- **WHAT IS ASKED**: Repeat each line exactly, leaving nothing out.

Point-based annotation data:
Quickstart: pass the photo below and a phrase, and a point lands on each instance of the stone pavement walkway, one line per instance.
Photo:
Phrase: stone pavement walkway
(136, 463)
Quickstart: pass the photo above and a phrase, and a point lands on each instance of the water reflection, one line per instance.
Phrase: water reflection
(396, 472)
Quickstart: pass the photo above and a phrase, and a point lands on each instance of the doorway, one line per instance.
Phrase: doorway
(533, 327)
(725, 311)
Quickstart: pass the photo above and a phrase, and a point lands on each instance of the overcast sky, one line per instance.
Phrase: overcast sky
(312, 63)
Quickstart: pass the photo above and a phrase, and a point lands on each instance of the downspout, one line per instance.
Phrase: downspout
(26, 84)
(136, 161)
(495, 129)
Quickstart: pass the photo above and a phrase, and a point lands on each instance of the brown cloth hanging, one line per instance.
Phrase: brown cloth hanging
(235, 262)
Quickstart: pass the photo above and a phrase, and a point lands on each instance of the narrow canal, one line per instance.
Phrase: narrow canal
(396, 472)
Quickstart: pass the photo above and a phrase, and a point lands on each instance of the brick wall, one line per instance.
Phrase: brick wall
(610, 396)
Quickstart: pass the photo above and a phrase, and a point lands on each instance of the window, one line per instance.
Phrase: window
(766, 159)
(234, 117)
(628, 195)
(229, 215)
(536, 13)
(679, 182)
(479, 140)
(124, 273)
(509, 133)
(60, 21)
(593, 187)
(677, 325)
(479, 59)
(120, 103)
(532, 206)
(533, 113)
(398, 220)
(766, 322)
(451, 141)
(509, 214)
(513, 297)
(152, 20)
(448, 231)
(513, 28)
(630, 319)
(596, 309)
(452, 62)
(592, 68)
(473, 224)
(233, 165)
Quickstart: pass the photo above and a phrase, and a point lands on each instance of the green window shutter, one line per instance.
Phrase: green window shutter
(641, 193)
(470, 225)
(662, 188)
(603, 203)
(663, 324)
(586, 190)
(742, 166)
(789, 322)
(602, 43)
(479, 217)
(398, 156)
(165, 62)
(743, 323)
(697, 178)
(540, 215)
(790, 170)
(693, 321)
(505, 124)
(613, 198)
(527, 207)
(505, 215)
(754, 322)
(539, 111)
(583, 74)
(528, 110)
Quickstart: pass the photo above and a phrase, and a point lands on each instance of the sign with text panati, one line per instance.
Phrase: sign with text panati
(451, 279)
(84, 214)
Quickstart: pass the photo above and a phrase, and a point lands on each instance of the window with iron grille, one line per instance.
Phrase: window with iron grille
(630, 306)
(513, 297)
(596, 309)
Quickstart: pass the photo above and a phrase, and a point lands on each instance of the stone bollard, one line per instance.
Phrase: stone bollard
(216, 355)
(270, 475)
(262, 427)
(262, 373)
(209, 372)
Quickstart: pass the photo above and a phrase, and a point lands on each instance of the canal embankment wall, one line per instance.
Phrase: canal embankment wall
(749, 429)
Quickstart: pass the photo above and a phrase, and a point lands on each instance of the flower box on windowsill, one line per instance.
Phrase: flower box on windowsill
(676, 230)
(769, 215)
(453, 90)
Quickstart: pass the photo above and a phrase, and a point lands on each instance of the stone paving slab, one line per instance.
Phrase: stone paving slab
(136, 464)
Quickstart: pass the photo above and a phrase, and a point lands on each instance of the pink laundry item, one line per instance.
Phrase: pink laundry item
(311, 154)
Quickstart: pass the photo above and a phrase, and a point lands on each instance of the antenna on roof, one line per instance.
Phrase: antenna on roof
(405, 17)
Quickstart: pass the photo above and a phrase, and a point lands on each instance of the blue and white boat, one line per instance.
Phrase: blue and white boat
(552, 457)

- **TASK RESPONSE**:
Quickstart: pass the photo below and a phrase, and a point lands on each instance of the stone pavement walkway, one line per instance.
Photo:
Phrase: stone pavement walkway
(136, 463)
Quickstart: pass the photo above and a phrase, and a point lands on each instance of the water reflection, one line per instance.
Phrase: water reflection
(396, 472)
Quickstart: pass the photo above and a phrase, and a point lands on each instance of the doorway, one line per instance.
Phrase: doorway
(533, 327)
(725, 311)
Quickstart: pass the photo above and a phrase, and a point lands on each instance of the overcast sky, one line per instance.
Phrase: overcast sky
(312, 63)
Quickstart: pass the photo above and a phrase, and a point lands on each instance of the downspout, one line per instance.
Phrase: downspout
(26, 84)
(136, 161)
(495, 129)
Quickstart: pass the photo above and a phrase, and a point lands on each instance of the brown cloth hanging, one line per instance.
Phrase: brown cloth hanging
(235, 262)
Quickstart: pass the photo above and a phrase, and a point lands on each instance of the narrow canal, one line per instance.
Phrase: narrow canal
(396, 472)
Quickstart: pass the photo above and a phrase, and a point lands on each instance of the brick wall, one line per instance.
Phrase: brick wall
(610, 396)
Quickstart: pass the photo above and a phrase, and a point lands on each instance of the window, one line per instance.
Phrase: window
(766, 159)
(234, 117)
(628, 195)
(229, 215)
(536, 13)
(679, 182)
(479, 140)
(124, 273)
(509, 133)
(60, 21)
(593, 187)
(677, 325)
(479, 59)
(120, 103)
(532, 206)
(533, 113)
(398, 220)
(766, 322)
(451, 141)
(509, 214)
(513, 297)
(152, 20)
(448, 231)
(513, 28)
(630, 319)
(596, 309)
(452, 62)
(592, 68)
(473, 224)
(233, 165)
Quickstart: pass the photo above and a phrase, and a point lands on each instance of the green window shutter, one line per instance.
Phrase: green window shutter
(641, 193)
(470, 225)
(662, 188)
(603, 203)
(663, 324)
(586, 190)
(742, 166)
(789, 322)
(602, 43)
(479, 217)
(398, 156)
(165, 62)
(743, 323)
(697, 178)
(540, 215)
(790, 170)
(693, 321)
(505, 124)
(613, 198)
(527, 207)
(505, 215)
(754, 322)
(539, 111)
(583, 74)
(528, 110)
Quickstart: pass the photo above and a phrase, and a point lands on each instance of the sign with text panati, one line per instance.
Phrase: sign with text panati
(451, 279)
(84, 214)
Quickstart: pass the photo above and a phrase, and a point lands on each instance of the window with iron grille, one line per instance.
Phrase: window with iron grille
(630, 306)
(513, 297)
(596, 309)
Quickstart: pass the photo above and a phrase, and a point lands on each instance of the stone bollard, one line per instance.
Phrase: stone bollard
(216, 355)
(270, 475)
(262, 427)
(262, 373)
(209, 372)
Quickstart: pass the photo above and a phrase, and a point lands on each instance of the canal embankment wall, one line per instance.
Phrase: canal embankment wall
(749, 429)
Quickstart: pass the photo above and a phrase, and a point lands on each instance of the flower box on windowsill, one line per instance.
Phrase: flower box on windowsill
(676, 230)
(769, 215)
(453, 90)
Quickstart: pass the photo above and a phrase, and a point lands on each instance of the stone paving slab, one line per instance.
Phrase: stone paving slab
(136, 464)
Quickstart: pass the photo above and a phrase, and a point lands on each instance of the pink laundry item, one line per instance.
Phrase: pink laundry item
(311, 154)
Quickstart: pass the photo above and a phrase, and a point lands on each instance of the antenna on roof, one line per instance.
Phrase: antenna on roof
(405, 17)
Quickstart: pass the photo above and a phrase, and a point lands on each instance of the blue and white boat, one line per instance.
Phrase: blue and white boat
(552, 457)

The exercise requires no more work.